Dana Milbank writes in a column in today’s Washington Post
, “Hateful speech on hate groups
,” that the Southern Poverty Law Center “should stop listing a mainstream Christian advocacy group alongside neo-****s and Klansmen.” He’s talking about the Family Research Council, which he describes as “a mainstream conservative think tank founded by James Dobson and run for many years by Gary Bauer” which “advocates for a full range of conservative Christian positions, on issues from stem cells to euthanasia.” Going further, Milbank says it’s “reckless” for groups like SPLC to designate FRC as a “hate group.”
While reading all of this, I couldn’t help but wonder why a “mainstream conservative think tank” would defend a bill in Uganda that would put gays and lesbians in prison for life and put them to death for “serial” offenses, among other things. If Milbank had done his homework before writing his column, he would’ve been wondering this same thing.
The reality is that FRC is not a “mainstream conservative think tank.” That’s why FRC is one of only a handful of the many, many groups that oppose equality for gays and lesbians to be designated a “hate group” by SPLC. There’s a big difference between being conservative and being an extremist, but many in the media are missing the distinction. Kyle and Peter have already written about FRC’s history of extremism and SPLC’s criteria (here
), but I’d like to focus on one particularly outrageous example here.
Back in June of 2010, FRC president Tony Perkins praised
the infamous “kill the gays” bill
in Uganda, referring to it as an effort to “uphold moral conduct that protects others and in particular the most vulnerable.” The bill that Perkins defended called for life in prison for having sex, even once, with a member of the same sex, or touching someone of the same sex with the intention of having sex.
The bill went further, calling for the death penalty for “aggravated homosexuality.” To be clear, Perkins defended a bill that called for people to be put to death for the following (among other things):
- having sex with someone of the same sex multiple times (a “serial” offender)
- having sex with someone of the same sex who is your employee, student, or otherwise under your authority
- having sex with someone of the same sex who is under the age of 18 (regardless of the age difference, e.g. a 19-year-old and a 17-year-old)
- having sex with someone of the same sex that you got drunk
- having sex with someone of the same sex who’s blind or deaf
- having sex with someone of the same sex if you’re HIV+, even if you use protection and the virus is not transmitted
You can read the text of the bill here
. I’m not exaggerating one bit.
When President Obama criticized the bill, Perkins devoted
his weekly radio alert to attacking him over it, citing Obama’s “preoccupation with defending homosexuality.” He went on to mischaracterize the bill, claiming that it only called for the death penalty in instances like “intentionally spreading HIV/AIDS,” and was notably silent on life imprisonment for a single homosexual “act.”
FRC was eventually caught lobbying
Congress on a resolution to denounce the “kill the gays” bill. They took pains
to say they did not support the bill or the death penalty and were merely lobbying Congress to make the resolution “more factually accurate regarding the content of the Uganda bill, and to remove sweeping and inaccurate assertions that homosexual conduct is internationally recognized as a fundamental human right.”
Ok, so FRC didn’t support the “kill the gays” bill. Instead, FRC’s president devoted his weekly commentary to defending and praising the “kill the gays” bill and attacking President Obama for criticizing it. And FRC lobbied Congress to make sure that the “kill the gays” bill wouldn’t be mischaracterized.

### WHAT IS NEEDED
From the post on the Family Research Council and the Uganda bill, list every act that the writer says the bill would have punished with death. The records that come after this text aren't needed for anything here.

### DATA SUPPLIED
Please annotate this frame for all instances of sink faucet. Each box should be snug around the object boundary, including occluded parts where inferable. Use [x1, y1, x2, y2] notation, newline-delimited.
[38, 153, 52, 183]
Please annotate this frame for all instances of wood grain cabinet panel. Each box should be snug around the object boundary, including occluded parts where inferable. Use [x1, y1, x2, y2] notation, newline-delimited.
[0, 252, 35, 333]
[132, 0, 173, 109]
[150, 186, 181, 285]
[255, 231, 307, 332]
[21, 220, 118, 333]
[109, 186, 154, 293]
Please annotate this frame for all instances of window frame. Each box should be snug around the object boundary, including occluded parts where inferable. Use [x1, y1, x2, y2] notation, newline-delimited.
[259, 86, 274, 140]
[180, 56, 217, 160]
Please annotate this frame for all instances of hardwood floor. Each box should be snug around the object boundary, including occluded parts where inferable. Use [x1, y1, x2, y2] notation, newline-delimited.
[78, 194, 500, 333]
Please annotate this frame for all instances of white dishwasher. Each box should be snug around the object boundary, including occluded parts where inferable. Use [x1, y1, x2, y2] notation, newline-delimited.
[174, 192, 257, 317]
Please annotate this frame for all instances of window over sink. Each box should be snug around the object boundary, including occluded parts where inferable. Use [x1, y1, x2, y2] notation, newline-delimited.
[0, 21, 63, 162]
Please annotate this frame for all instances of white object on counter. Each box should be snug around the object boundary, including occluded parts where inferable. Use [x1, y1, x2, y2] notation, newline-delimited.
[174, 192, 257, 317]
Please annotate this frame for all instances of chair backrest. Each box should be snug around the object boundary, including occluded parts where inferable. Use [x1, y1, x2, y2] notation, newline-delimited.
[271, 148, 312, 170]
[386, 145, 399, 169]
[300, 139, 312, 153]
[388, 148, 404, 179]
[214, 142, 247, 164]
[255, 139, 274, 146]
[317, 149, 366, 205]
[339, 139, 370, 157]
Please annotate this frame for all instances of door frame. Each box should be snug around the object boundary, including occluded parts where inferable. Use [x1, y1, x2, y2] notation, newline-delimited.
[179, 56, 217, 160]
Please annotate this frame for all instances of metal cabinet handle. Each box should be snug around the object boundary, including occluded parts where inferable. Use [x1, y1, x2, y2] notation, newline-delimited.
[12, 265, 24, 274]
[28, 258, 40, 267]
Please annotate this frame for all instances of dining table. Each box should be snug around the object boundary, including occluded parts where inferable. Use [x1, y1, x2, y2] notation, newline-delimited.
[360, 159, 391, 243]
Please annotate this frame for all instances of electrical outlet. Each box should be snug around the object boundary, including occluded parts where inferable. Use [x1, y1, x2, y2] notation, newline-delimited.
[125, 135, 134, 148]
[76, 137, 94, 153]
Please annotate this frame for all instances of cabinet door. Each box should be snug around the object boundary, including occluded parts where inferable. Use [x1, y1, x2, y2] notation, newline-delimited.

### TASK OUTPUT
- having sex with someone of the same sex multiple times (a "serial" offender)
- having sex with someone of the same sex who is your employee, student, or otherwise under your authority
- having sex with someone of the same sex who is under the age of 18, regardless of the age difference
- having sex with someone of the same sex that you got drunk
- having sex with someone of the same sex who is blind or deaf
- having sex with someone of the same sex if you are HIV+, even if you use protection and the virus is not transmitted